## Exercise
Write out the passage of the bone substitute article below between "Artificial Bone Substitute for" and "Tricalcium Phosphate (B-TCP).", inclusive, word for word.

## Source document
"""
Artificial Bone Substitute for Spinal Fusion

Bone fusion usually requires the use of bone graft material along with screws to hold the bone in place until healing occurs. There are many problems with bone from a bone bank called an allograft. Bone donated by the patient for his or her own use called autograft isn't always possible.

In this study Dr. Nancy Epstein from The Albert Einstein College of Medicine in New York studied the use of a new artificial bone substitute. The product is called Vitoss/Beta Tricalcium Phosphate (B-TCP).

B-TCP was mixed 50-50 with bone removed from the patient's spine as part of the procedure. All patients had a spinal fusion with the B-TCP and screws. Some had one lumbar level fused. Others had two levels fused.

The results were measured by X-rays, CT scans, and two patient surveys of general health. Two neuroradiologists reviewed the images taken at three, six, and 12 months. They did not see the patients or compare the results with each other. This is called a blinded study.

Two different scales were used to assess pain, general health, and function. The two scales commonly used were the SF-36 and the Odom Criteria. The SF-36 showed a decline in health and function in the first months after surgery.

Improvement was seen in some areas between three and six months post-op. Scores were better in all areas by the end of 12 months. The Odom Criteria showed everyone had good to excellent results by the end of the first year. The author suggested that the Odom scale may overestimate the quality of results in this patient group.
"""
## Available data
"""
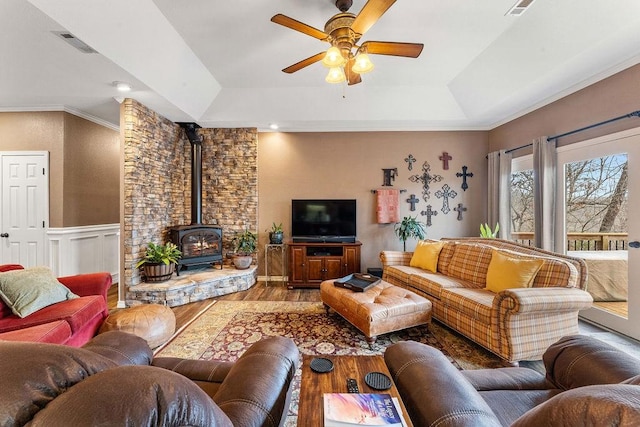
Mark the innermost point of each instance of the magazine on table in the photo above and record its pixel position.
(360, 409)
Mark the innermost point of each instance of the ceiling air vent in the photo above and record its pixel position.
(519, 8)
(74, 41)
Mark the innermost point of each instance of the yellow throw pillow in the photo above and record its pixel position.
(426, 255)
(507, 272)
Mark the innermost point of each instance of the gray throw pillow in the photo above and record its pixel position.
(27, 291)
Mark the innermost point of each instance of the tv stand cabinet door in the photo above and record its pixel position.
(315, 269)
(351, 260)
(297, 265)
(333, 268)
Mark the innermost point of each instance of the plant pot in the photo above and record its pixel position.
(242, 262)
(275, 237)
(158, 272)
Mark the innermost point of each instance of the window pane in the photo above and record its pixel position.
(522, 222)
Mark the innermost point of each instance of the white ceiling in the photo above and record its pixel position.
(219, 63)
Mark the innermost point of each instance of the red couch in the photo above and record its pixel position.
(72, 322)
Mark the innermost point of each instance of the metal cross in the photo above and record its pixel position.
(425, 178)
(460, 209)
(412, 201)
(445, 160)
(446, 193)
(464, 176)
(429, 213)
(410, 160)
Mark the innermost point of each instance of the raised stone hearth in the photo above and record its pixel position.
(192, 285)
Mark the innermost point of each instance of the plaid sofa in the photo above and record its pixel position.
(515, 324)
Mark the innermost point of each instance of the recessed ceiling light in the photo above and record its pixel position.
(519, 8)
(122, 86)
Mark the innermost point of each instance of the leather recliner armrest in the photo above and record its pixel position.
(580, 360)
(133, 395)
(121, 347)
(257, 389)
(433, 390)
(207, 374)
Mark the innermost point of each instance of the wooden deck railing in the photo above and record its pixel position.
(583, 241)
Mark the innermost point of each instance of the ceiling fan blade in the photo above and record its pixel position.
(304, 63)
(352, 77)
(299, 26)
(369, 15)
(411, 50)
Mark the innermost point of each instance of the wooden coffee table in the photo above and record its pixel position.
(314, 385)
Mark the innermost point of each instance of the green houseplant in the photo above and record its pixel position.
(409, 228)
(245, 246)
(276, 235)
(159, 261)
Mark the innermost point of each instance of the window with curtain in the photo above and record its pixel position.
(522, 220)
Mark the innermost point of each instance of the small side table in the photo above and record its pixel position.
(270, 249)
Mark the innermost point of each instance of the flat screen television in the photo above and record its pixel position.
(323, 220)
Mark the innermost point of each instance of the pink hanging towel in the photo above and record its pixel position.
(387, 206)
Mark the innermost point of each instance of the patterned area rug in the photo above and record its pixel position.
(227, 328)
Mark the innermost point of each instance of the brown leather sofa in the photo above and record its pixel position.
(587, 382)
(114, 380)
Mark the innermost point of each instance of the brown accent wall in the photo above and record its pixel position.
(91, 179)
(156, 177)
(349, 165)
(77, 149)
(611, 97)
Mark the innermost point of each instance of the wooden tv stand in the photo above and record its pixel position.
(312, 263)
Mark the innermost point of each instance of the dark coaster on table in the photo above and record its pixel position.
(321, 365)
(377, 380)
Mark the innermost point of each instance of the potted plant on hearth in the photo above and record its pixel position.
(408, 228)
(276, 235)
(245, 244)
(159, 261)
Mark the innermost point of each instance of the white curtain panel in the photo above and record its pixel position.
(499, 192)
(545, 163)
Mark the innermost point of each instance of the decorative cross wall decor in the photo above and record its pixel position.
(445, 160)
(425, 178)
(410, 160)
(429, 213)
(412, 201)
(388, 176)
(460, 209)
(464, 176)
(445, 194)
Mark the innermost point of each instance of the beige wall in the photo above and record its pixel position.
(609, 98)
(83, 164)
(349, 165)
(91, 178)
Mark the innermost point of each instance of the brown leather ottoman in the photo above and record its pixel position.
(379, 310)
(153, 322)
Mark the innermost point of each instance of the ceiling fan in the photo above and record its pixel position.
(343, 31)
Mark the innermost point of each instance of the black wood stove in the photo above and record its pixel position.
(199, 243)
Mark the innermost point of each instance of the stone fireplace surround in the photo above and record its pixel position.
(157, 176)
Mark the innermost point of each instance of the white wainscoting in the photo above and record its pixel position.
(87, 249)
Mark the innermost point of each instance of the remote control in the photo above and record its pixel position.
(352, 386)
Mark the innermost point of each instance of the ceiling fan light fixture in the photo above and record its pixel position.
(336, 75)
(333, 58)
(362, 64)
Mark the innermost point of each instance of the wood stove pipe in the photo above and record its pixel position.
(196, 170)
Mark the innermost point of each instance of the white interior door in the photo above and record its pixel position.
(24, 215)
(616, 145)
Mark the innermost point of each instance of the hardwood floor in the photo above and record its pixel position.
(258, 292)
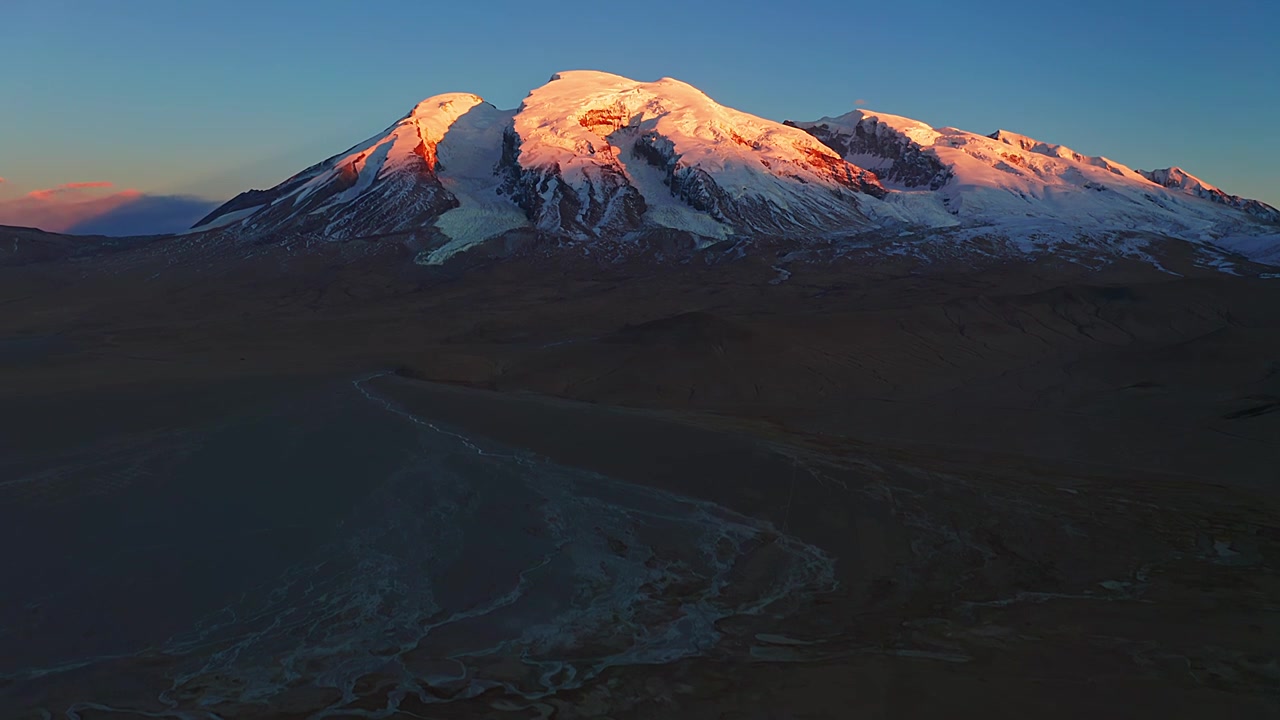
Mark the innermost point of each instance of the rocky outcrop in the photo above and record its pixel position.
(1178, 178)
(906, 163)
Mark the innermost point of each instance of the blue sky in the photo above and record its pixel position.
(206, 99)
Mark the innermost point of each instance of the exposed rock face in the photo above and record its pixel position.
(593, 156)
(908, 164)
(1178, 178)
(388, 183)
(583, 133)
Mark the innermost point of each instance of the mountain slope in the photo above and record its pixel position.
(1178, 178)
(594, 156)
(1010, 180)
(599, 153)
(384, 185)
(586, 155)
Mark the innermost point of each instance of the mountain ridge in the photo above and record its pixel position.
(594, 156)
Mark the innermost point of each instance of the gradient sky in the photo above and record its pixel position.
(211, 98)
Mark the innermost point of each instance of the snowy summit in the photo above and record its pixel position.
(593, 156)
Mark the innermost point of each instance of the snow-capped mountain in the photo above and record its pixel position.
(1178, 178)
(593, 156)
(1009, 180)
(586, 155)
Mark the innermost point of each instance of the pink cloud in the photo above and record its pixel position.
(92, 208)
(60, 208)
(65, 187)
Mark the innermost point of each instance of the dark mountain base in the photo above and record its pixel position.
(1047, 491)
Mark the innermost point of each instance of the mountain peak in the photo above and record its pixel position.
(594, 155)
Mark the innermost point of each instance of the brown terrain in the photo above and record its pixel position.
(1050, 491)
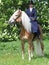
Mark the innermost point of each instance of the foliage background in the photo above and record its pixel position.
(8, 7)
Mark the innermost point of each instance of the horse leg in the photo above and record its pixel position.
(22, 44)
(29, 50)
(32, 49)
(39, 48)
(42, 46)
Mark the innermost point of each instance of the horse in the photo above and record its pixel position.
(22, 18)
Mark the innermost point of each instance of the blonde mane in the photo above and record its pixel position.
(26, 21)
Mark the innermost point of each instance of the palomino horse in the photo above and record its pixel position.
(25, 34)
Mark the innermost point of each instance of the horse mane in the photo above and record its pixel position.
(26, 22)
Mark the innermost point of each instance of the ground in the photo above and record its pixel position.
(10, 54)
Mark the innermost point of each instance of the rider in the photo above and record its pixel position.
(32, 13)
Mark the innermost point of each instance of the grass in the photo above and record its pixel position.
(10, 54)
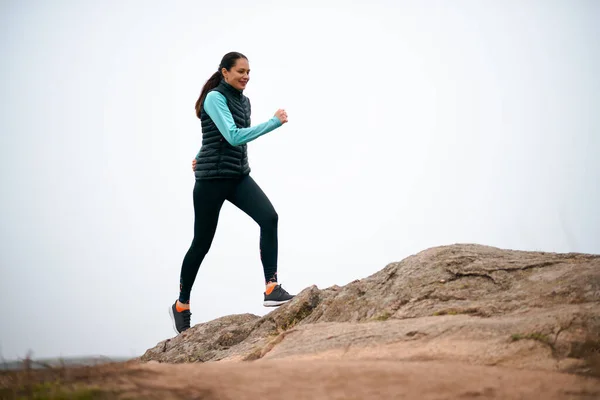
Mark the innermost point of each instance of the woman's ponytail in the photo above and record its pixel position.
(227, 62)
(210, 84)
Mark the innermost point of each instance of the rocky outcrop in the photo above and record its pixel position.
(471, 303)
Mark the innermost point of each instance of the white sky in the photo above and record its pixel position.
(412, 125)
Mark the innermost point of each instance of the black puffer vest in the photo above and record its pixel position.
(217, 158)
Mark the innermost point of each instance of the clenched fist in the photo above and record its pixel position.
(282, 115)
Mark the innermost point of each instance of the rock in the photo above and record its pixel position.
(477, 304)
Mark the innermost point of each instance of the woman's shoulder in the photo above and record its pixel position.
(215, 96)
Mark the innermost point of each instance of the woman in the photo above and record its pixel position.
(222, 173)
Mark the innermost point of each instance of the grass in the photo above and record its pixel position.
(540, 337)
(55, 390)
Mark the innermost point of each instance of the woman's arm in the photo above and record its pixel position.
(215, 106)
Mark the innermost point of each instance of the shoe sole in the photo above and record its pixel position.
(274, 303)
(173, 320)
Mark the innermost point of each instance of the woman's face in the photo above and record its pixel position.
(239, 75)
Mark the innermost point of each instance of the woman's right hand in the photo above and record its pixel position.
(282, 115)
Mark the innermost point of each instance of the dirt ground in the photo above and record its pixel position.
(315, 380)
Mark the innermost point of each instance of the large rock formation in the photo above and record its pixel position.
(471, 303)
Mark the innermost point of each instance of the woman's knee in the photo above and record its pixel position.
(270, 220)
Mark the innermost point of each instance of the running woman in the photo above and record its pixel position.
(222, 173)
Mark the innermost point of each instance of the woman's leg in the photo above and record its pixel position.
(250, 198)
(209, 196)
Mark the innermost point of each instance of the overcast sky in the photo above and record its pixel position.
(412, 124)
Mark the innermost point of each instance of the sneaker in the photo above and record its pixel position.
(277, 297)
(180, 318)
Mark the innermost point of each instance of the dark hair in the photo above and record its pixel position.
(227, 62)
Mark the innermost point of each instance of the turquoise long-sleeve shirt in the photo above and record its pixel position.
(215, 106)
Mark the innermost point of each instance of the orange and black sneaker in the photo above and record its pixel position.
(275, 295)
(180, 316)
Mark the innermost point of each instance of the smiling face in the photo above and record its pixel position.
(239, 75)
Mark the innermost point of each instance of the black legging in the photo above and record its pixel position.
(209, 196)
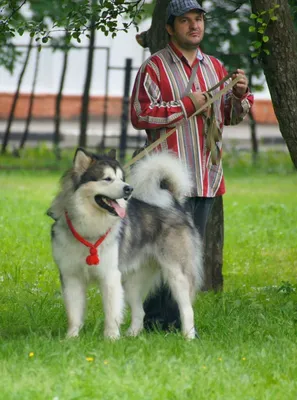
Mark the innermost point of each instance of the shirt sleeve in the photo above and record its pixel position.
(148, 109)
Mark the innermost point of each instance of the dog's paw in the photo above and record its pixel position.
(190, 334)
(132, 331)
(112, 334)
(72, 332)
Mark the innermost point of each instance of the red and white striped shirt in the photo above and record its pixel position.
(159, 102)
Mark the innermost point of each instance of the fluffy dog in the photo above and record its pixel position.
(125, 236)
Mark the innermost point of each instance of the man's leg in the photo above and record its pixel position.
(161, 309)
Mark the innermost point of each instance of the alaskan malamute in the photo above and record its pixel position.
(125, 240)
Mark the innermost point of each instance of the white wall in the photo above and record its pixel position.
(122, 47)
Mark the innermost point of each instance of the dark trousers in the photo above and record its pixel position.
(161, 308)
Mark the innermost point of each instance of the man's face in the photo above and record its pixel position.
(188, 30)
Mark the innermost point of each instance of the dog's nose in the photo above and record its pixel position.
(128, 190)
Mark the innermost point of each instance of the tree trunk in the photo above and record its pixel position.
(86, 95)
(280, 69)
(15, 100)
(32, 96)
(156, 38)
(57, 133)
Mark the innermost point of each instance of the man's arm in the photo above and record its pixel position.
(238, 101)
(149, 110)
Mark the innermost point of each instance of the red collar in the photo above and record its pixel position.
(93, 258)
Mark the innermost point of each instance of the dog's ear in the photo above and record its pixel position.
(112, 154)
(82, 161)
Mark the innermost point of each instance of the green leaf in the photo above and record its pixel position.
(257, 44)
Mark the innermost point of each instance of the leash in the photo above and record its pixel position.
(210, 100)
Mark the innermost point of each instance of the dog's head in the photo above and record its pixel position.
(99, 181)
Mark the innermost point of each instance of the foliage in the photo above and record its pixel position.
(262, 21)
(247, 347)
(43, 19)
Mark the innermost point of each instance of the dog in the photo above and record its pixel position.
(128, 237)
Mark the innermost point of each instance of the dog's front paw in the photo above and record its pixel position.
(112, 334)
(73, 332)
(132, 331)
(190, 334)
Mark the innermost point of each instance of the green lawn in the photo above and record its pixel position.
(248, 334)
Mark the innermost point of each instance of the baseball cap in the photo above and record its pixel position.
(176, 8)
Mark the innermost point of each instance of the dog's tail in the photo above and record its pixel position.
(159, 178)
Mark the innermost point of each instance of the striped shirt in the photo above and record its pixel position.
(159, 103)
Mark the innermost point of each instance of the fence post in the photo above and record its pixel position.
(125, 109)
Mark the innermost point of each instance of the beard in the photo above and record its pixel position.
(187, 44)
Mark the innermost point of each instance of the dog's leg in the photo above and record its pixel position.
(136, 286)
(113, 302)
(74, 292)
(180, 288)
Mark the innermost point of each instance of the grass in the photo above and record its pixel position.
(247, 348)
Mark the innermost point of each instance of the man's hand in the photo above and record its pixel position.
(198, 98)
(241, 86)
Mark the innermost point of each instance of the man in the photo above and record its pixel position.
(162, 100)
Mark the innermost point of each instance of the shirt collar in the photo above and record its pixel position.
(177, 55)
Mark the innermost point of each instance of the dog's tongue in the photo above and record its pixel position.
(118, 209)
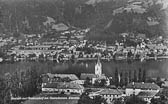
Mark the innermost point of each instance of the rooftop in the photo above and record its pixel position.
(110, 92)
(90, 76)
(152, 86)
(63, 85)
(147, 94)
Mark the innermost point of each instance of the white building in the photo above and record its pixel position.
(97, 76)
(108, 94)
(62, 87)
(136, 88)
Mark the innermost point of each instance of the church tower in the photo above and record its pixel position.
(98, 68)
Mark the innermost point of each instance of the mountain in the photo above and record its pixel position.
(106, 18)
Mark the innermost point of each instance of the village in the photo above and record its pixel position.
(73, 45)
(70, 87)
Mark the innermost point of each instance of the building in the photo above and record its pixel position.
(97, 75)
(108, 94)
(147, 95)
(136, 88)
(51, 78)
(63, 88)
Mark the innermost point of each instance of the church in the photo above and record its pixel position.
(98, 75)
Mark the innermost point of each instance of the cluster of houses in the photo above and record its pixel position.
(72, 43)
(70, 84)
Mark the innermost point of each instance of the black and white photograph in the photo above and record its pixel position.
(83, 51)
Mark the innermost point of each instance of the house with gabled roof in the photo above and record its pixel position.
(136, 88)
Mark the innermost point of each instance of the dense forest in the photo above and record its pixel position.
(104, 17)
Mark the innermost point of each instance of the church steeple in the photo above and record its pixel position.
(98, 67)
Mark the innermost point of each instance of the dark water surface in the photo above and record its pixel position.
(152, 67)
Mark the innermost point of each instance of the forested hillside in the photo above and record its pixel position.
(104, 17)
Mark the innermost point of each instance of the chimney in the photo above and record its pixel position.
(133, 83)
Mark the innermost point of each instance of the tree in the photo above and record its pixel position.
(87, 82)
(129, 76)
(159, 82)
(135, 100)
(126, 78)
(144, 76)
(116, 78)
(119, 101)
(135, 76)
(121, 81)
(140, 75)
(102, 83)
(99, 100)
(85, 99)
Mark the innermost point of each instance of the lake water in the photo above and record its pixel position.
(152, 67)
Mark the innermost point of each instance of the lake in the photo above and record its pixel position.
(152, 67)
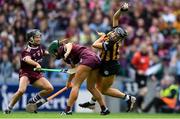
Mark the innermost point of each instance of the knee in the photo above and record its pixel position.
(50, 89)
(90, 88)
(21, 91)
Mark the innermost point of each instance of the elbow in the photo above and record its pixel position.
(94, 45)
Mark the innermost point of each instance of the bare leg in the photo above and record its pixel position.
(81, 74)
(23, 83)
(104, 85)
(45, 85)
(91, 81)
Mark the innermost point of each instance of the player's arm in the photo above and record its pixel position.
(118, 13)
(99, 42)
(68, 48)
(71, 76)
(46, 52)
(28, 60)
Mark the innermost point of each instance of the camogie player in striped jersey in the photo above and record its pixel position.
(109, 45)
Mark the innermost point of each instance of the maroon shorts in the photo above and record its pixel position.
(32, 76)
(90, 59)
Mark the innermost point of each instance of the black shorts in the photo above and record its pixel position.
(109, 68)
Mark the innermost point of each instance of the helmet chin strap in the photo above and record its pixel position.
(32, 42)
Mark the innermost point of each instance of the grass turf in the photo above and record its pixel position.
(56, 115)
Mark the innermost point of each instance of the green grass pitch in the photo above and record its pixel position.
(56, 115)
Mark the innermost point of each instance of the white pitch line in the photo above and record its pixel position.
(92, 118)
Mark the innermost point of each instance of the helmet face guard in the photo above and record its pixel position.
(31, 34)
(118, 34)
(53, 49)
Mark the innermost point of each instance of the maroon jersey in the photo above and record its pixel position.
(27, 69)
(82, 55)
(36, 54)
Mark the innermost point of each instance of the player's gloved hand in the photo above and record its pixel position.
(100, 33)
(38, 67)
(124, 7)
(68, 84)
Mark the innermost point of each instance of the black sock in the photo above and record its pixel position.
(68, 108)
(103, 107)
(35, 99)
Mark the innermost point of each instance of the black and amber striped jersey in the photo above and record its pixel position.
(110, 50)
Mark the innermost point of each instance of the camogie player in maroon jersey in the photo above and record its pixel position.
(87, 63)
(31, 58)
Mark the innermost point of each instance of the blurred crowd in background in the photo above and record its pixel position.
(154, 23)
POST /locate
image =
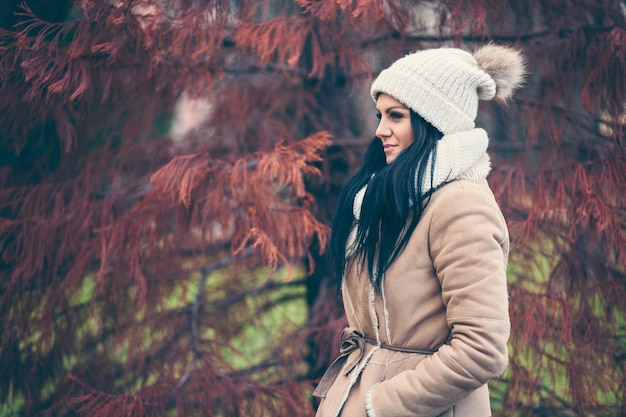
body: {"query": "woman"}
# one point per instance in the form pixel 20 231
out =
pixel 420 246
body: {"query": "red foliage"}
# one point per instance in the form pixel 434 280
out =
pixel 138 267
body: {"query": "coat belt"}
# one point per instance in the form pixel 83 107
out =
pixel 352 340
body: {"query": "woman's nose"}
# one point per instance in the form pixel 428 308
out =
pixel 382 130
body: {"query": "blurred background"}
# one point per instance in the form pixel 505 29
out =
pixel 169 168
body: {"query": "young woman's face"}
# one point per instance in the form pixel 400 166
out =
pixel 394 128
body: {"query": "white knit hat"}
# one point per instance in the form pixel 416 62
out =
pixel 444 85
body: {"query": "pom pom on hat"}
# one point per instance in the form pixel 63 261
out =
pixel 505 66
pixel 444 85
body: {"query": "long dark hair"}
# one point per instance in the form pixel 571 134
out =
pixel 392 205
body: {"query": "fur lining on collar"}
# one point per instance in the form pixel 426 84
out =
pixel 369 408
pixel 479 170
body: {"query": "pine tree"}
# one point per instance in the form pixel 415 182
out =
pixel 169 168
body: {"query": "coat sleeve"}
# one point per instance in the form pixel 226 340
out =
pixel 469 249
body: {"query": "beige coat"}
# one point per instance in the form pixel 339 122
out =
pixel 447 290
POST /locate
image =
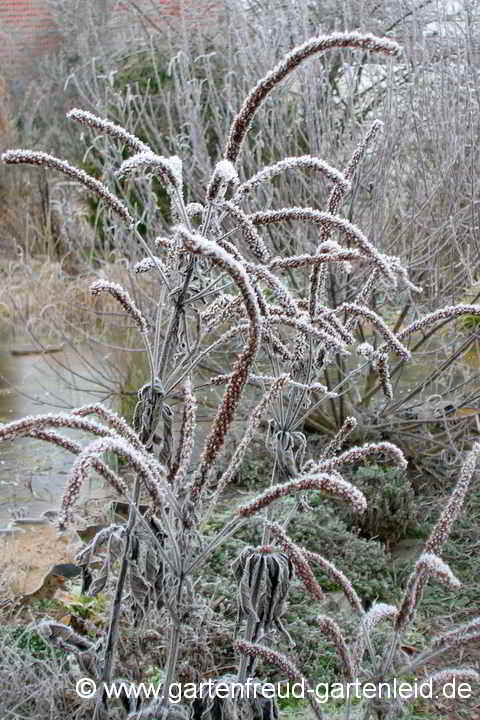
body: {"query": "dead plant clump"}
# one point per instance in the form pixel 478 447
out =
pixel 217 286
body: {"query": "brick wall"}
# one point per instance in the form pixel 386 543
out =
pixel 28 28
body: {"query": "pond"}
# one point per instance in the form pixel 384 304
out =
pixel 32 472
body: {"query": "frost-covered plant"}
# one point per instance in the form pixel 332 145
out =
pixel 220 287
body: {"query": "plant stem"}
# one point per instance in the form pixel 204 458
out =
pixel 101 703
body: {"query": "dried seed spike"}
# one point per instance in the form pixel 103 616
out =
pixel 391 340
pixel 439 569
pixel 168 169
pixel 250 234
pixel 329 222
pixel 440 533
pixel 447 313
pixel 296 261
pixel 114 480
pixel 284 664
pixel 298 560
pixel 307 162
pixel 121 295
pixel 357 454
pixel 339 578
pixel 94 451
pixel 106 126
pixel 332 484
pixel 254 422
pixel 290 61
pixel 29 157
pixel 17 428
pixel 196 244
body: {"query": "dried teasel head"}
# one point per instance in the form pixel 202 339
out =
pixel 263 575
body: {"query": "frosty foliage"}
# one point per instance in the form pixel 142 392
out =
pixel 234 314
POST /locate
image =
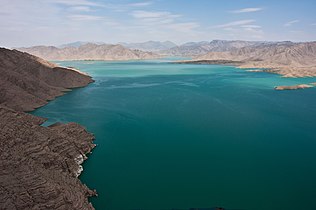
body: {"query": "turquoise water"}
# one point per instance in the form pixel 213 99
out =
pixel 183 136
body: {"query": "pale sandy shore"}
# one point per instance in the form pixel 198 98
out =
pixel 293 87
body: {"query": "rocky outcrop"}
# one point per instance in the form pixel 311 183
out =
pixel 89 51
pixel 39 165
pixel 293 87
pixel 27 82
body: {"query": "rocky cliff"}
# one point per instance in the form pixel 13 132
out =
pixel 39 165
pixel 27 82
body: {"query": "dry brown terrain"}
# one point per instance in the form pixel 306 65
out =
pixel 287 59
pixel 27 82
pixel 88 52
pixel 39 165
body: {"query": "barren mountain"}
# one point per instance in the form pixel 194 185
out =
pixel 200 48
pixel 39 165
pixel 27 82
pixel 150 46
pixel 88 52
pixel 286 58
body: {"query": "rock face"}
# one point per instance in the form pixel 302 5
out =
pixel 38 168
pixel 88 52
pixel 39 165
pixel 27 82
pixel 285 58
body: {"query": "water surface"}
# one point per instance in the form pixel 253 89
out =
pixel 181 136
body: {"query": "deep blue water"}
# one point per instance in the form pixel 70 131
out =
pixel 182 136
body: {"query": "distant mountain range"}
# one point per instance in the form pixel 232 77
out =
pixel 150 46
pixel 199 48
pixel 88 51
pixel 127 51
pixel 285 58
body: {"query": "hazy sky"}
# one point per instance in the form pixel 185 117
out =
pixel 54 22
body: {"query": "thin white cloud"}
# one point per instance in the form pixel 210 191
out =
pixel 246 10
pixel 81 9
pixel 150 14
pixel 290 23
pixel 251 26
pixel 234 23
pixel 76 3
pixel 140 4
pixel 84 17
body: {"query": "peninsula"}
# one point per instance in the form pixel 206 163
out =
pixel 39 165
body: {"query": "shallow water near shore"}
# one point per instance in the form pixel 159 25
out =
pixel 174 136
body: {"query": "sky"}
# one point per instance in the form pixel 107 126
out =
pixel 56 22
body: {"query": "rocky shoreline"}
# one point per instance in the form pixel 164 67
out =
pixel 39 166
"""
## Exercise response
Artificial Bone Substitute for Spinal Fusion

Bone fusion usually requires the use of bone graft material along with screws to hold the bone in place until healing occurs. There are many problems with bone from a bone bank called an allograft. Bone donated by the patient for his or her own use called autograft isn't always possible.

In this study Dr. Nancy Epstein from The Albert Einstein College of Medicine in New York studied the use of a new artificial bone substitute. The product is called Vitoss/Beta Tricalcium Phosphate (B-TCP).